No cabe duda que la teología católica sufría, en el terreno abonado al despertar de mil inquietudes intelectuales que constituye el comienzo de nuestro siglo, una doble y fuerte sacudida: con la crítica del positivismo histórico y con las corrientes subjetivistas y relativistas del pensamiento moderno. Por otra parte, dado el gran número de trabajos realizados por autores protestantes o no creyentes con esa dirección, no resultaba fácil utilizar el necesario bagaje técnico sin dejarse influir por ese pensamiento.
Estas dificultades venían agudizadas por una situación de hecho: el atraso de los estudios críticos en el campo católico y la poca altura de los trabajos de buena parte de los teólogos de la época. De todos modos, éste no explica el m.: Loisy reconoció expresamente que sus dudas «no provenían de la mediocridad de la enseñanza que me fue dada... podría haber sido más sustancial y no me hubiera causado menos angustiosas perplejidades» (Choses passées, 29-31). Provenían del «punto de partida», de las «exigencias en bloque de la fe», «ese acto de sumisión interna y externa» que le parecía «una cosa irrealizable e inmoral para un pensador moderno» (Choses passées, 311-312): es decir, de un desorden de las relaciones entre fe y ciencia.
En el choque de la fe con las nuevas corrientes de pensamiento, el m. considera que la Revelación está obligada a expresarse continuamente según las perspectivas y términos que la historia le impone: un expresarse que no es hacerse inteligible a su tiempo, sino adaptarse a cualesquiera exigencias de la filosofía dominante. La función de la Iglesia, según Loisy, es «adaptar la verdad histórica contenida en la Escritura a las necesidades de los tiempos». Las propias palabras del Señor no escapan -para el exegeta- a esta regla, sino que es válido para las enseñanzas de Jesús, lo mismo que para toda la Biblia, la afirmación de que nacieron conforme y en base a una concreta concepción del mundo, que ha cambiado: por eso «corresponde a cada época deducir constantemente del símbolo antiguo las aplicaciones que comporta para una situación que no cesa de renovarse» y «el trabajo incesante de la inteligencia creyente es apropiarse esa representación defectuosa y adaptarla a las nuevas condiciones del pensamiento humano» (Autour d'un petit livre, 120 ss.).

+--

◆ CONSIGNA
En el fragmento sobre Loisy y la teología católica, ¿por qué corresponde a cada época deducir del símbolo antiguo las aplicaciones para su propia situación? Responde en una a tres oraciones.

◆ DATOS DE ORIGEN
+--

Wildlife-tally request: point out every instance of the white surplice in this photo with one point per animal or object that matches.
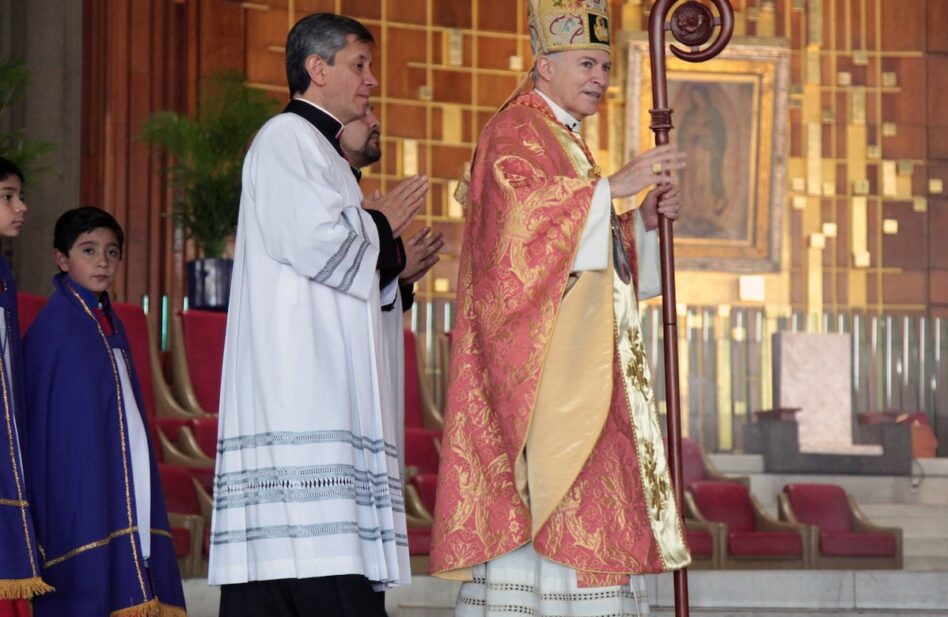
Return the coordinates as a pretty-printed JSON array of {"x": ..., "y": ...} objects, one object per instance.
[{"x": 307, "y": 481}]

+--

◆ RESPUESTA
Las enseñanzas de Jesús, igual que toda la Biblia, nacieron conforme a una concepción concreta del mundo, y esa concepción ha cambiado. Por eso cada época debe adaptar ese símbolo antiguo a una situación que no cesa de renovarse.